Source data
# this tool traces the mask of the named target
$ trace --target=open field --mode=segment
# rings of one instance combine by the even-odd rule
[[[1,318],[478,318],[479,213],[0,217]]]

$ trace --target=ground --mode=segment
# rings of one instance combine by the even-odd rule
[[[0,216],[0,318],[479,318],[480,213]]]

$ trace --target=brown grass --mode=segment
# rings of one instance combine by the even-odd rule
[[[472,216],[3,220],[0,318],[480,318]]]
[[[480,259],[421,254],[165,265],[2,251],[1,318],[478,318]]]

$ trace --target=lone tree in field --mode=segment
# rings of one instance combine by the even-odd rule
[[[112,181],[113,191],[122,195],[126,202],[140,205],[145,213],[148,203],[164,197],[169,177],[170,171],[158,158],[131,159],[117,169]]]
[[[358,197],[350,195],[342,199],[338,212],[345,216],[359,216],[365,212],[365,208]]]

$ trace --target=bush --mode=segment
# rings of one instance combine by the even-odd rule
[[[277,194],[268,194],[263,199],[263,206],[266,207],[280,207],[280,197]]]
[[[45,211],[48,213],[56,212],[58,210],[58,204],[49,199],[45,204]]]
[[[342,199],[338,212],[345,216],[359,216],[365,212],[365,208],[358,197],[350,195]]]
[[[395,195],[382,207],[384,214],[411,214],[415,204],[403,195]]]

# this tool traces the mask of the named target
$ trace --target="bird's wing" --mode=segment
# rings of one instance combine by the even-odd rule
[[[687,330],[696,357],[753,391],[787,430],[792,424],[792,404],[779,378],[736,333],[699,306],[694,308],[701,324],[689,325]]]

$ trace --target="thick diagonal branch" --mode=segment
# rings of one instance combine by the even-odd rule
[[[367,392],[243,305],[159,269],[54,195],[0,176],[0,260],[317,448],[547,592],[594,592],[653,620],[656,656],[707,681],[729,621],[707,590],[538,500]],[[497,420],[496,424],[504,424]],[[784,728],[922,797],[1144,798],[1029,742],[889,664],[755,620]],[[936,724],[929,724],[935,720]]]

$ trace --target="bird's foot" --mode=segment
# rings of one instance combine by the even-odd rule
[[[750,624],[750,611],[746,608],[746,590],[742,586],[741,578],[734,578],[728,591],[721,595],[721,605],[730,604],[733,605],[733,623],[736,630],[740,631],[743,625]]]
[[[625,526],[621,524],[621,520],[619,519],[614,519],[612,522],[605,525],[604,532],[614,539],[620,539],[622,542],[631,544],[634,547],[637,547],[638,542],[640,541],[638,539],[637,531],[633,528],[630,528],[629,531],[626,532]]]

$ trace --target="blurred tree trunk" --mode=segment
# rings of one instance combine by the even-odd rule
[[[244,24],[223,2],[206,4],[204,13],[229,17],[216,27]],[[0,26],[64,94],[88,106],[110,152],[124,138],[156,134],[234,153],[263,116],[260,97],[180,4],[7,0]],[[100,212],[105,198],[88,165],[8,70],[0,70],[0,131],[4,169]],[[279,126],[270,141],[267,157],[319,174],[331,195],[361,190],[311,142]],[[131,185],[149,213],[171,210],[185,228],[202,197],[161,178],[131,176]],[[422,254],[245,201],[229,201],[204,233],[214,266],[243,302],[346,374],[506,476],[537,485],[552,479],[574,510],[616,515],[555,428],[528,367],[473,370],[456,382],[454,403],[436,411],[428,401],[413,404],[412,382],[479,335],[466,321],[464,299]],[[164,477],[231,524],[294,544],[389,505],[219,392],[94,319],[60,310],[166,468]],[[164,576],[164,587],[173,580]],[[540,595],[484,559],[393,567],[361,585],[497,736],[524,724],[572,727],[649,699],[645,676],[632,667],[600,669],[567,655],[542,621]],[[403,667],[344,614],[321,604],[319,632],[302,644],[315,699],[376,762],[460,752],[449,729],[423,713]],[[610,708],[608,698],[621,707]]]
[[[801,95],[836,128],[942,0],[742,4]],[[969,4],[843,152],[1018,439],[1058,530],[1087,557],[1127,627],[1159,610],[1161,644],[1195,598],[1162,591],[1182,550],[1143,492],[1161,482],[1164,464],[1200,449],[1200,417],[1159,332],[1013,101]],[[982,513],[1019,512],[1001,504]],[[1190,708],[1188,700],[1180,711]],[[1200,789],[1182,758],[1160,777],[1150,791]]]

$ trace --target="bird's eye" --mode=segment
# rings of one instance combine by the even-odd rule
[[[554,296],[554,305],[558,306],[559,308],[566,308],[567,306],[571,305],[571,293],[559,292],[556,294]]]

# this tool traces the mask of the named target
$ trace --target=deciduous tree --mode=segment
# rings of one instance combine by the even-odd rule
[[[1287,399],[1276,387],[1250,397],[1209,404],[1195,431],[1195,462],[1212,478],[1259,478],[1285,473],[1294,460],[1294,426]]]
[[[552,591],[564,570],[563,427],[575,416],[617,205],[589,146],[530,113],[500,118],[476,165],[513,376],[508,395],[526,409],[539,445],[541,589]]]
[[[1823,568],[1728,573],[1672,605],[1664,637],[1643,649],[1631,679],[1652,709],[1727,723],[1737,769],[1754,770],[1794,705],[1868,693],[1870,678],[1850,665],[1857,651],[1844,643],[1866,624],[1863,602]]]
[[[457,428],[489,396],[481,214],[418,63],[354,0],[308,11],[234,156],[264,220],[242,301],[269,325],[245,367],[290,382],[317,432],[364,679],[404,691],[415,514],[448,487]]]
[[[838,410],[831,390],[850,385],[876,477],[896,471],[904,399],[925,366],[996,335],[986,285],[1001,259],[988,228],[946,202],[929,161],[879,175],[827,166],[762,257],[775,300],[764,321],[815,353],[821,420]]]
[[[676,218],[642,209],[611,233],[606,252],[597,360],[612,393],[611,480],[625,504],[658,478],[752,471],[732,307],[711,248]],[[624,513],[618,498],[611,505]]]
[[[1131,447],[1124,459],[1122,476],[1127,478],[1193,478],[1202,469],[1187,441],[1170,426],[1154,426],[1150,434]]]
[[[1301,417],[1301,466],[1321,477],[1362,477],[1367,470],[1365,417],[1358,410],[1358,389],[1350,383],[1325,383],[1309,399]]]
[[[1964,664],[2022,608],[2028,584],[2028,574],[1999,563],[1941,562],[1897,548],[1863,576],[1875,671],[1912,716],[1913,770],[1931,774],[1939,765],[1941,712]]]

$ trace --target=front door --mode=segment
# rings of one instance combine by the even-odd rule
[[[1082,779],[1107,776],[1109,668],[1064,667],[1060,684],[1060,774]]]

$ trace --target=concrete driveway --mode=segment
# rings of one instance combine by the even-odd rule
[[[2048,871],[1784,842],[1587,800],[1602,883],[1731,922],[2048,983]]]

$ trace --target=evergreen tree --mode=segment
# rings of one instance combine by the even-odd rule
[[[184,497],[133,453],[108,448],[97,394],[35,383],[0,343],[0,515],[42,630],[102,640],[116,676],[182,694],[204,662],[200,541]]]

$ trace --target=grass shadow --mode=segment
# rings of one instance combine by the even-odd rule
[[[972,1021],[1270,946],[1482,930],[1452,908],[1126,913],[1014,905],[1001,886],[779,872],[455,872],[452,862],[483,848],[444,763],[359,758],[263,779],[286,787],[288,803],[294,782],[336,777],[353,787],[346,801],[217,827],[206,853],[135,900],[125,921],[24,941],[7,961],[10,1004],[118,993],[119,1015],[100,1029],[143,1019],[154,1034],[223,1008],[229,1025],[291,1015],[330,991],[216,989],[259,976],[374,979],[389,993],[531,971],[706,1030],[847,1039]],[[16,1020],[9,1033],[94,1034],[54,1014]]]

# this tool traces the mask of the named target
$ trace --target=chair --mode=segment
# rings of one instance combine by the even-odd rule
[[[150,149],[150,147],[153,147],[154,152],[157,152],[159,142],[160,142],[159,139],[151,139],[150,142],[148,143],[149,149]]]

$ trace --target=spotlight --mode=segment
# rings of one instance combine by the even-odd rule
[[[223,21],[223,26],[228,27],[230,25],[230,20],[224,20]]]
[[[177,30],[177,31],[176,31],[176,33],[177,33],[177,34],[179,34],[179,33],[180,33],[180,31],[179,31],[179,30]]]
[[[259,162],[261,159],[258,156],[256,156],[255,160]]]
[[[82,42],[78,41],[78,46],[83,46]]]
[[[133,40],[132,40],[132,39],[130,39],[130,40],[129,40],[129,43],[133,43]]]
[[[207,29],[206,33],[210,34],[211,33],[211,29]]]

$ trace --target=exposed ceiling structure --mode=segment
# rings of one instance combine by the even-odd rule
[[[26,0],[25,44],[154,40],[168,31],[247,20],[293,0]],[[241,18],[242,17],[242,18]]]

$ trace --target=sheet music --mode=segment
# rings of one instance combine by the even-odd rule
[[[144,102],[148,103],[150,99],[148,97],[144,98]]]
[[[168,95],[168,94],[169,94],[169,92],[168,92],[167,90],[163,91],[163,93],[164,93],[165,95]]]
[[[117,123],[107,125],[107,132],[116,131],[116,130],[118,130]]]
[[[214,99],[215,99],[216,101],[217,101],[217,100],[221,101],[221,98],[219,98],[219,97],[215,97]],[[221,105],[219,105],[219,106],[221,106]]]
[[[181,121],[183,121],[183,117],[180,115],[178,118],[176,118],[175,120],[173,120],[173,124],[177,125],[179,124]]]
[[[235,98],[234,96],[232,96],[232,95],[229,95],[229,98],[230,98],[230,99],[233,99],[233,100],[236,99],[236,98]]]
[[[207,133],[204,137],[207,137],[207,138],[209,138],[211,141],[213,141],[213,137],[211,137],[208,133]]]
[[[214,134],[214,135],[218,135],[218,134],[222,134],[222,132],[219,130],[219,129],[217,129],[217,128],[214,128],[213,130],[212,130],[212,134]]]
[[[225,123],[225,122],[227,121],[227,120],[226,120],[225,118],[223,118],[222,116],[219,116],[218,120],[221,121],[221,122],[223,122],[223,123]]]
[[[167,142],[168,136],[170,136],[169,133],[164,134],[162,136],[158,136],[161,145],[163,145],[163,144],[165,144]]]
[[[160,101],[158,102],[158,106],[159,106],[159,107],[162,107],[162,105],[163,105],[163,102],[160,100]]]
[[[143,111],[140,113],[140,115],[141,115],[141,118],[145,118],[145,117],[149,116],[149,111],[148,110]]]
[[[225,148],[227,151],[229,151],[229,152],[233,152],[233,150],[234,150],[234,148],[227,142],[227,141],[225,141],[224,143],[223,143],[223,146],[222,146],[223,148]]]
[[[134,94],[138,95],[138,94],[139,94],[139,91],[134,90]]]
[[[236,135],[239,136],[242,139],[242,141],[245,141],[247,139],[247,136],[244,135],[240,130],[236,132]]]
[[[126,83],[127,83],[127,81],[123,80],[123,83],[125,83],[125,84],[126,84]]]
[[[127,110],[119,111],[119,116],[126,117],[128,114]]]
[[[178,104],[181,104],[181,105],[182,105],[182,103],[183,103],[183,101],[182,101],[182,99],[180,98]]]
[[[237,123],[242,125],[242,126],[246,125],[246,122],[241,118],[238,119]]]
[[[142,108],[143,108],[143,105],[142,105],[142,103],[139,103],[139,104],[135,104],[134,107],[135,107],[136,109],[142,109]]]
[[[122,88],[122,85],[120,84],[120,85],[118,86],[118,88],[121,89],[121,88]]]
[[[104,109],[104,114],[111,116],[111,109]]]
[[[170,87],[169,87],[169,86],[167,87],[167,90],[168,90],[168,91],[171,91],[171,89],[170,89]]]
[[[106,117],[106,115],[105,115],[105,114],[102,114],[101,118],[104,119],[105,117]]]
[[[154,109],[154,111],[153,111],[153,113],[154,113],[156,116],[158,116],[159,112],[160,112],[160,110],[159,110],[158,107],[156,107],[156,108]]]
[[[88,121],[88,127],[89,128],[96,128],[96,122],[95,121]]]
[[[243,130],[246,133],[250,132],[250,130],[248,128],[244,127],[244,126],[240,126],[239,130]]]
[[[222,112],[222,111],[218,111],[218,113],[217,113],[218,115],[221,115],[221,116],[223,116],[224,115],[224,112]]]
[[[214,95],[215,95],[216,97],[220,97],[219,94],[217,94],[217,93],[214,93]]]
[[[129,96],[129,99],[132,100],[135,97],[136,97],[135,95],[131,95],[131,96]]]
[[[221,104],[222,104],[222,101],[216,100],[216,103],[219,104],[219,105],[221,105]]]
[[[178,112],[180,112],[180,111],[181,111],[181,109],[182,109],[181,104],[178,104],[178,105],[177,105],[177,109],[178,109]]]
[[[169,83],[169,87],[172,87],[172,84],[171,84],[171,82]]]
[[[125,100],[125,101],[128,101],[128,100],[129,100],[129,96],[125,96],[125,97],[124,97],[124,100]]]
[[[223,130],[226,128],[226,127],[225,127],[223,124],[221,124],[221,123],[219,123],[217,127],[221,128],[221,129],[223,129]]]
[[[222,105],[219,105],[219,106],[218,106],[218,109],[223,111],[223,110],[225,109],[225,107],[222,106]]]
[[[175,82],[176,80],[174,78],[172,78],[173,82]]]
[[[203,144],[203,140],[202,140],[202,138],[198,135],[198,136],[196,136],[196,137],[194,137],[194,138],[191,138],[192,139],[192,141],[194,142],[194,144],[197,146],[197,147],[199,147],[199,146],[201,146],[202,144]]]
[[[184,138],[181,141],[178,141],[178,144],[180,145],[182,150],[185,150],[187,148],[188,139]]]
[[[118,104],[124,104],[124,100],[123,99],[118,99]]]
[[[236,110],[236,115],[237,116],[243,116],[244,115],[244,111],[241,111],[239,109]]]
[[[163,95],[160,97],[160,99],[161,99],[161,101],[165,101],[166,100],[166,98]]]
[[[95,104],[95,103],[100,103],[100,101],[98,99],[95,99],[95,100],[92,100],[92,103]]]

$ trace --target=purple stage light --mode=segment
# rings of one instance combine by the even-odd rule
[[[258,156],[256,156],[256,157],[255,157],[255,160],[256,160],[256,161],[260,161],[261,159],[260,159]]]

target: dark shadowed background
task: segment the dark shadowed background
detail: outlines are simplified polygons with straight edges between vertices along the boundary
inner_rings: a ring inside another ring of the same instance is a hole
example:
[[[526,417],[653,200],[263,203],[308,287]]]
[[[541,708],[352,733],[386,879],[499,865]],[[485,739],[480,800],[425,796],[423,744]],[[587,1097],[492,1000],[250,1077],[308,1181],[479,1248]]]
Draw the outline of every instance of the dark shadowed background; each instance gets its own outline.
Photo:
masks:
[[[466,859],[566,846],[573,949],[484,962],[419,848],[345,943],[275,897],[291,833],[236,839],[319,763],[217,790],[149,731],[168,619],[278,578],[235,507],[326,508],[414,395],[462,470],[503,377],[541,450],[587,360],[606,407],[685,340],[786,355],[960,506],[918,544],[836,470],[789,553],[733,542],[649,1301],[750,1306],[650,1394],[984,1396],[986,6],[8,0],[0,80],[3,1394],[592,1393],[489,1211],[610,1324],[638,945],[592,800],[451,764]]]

Task description
For the word "tree", return every line of the records that holds it.

Answer space
$ trace --target=lone tree in field --mode=segment
$ trace --target="blurred tree trunk" --mode=segment
$ trace --target=deciduous tree --mode=segment
$ trace --target=evergreen tree --mode=segment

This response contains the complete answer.